##### SUPPLIED TEXT
Spike: Shadow Puppets is a limited series comic book based on the Angel television series. The Spike centric comic was released by IDW Publishing from June 2007 through October 2007. The four issues were collected together in a single trade paperback in December, 2007.

Continuity
 The continuity of this comic is unconfirmed. A scene on page 3 of issue #2 with Angel, Illyria, and Wesley at Wolfram & Hart, indicates it occurring during the final episodes of Angel season five, sometime after "Shells", but before "Not Fade Away". The fact that Wesley is still alive in Spike's brief fantasy in issue #2 seems to imply that the story takes place prior to "Not Fade Away". However, a dead "Spoiler Wesley" appears in issue #4.
 Shadow Puppets best shares continuity with the previous Spike: Asylum series, of which writer Brian Lynch commented "...I'm just telling the best SPIKE story I can, timelines be damned."
##########
##### DATA ENTRIES
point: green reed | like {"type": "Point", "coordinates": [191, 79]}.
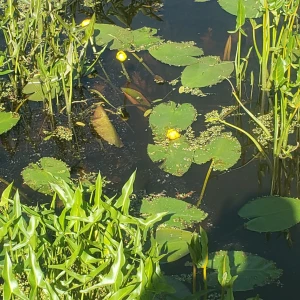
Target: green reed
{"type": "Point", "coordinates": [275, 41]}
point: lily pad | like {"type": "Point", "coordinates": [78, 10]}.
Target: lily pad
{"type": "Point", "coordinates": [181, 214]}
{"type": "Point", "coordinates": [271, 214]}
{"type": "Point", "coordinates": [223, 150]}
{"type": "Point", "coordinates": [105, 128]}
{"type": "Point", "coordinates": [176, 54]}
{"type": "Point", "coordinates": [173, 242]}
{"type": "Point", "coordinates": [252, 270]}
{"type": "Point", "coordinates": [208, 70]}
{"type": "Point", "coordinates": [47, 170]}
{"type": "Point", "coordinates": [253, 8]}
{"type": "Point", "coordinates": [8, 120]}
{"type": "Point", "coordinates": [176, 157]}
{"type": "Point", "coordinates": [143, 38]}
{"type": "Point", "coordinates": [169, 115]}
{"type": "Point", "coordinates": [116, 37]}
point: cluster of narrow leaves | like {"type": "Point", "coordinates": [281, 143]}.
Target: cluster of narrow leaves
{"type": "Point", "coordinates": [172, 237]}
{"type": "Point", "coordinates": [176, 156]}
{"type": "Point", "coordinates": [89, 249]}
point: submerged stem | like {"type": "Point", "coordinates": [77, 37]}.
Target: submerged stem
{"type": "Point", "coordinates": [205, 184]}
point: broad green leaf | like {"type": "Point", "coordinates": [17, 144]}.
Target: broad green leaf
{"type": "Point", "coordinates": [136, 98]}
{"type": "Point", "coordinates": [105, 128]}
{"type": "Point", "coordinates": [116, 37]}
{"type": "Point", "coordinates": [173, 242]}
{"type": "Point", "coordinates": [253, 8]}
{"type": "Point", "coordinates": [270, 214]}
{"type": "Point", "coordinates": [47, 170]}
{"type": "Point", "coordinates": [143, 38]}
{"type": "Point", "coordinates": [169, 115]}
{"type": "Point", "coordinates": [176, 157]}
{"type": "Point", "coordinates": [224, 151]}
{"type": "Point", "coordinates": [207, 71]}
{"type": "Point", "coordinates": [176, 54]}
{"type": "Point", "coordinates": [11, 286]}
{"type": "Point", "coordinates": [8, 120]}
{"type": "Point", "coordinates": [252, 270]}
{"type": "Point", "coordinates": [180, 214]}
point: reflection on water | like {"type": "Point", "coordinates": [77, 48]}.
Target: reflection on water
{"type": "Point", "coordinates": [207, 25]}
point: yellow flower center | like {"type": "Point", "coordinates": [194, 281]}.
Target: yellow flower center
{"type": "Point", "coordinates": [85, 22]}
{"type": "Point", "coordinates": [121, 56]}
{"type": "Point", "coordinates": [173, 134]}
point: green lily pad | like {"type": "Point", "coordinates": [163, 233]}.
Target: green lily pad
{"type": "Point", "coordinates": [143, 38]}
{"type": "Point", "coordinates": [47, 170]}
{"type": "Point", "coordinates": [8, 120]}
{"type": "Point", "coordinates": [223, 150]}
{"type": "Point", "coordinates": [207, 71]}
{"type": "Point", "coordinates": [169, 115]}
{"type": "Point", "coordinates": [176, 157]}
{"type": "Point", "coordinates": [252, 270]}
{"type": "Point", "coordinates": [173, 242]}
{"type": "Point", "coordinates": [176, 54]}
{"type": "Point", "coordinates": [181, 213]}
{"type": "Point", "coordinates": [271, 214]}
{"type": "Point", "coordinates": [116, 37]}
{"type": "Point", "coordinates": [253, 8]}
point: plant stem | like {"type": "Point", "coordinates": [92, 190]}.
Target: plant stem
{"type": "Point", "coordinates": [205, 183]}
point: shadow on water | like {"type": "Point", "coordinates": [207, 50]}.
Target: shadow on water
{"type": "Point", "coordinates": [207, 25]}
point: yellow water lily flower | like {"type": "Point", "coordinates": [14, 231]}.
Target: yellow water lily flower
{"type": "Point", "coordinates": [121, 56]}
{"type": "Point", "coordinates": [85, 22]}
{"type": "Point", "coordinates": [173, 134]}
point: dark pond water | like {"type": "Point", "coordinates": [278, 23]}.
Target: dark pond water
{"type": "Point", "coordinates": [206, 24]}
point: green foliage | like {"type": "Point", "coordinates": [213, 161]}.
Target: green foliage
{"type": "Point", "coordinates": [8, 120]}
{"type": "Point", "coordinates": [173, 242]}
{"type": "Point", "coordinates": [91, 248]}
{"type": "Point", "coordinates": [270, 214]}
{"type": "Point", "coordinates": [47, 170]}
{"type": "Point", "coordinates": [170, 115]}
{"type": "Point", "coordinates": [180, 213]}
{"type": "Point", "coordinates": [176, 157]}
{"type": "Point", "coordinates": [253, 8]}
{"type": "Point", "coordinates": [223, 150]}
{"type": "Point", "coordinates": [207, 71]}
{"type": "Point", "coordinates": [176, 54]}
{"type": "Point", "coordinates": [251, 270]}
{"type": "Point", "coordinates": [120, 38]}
##########
**WRITTEN REQUEST 1:** Update the Shadow Puppets overview by rewriting everything from "Spike: Shadow Puppets" down to "in December, 2007.", with "trade paperback" replaced by "hardcover edition".
**WRITTEN REQUEST 2:** According to the Shadow Puppets overview, which company released the comic, and during which months?

**WRITTEN SOLUTION 1:**
Spike: Shadow Puppets is a limited series comic book based on the Angel television series. The Spike centric comic was released by IDW Publishing from June 2007 through October 2007. The four issues were collected together in a single hardcover edition in December, 2007.

**WRITTEN SOLUTION 2:** IDW Publishing released it from June 2007 through October 2007.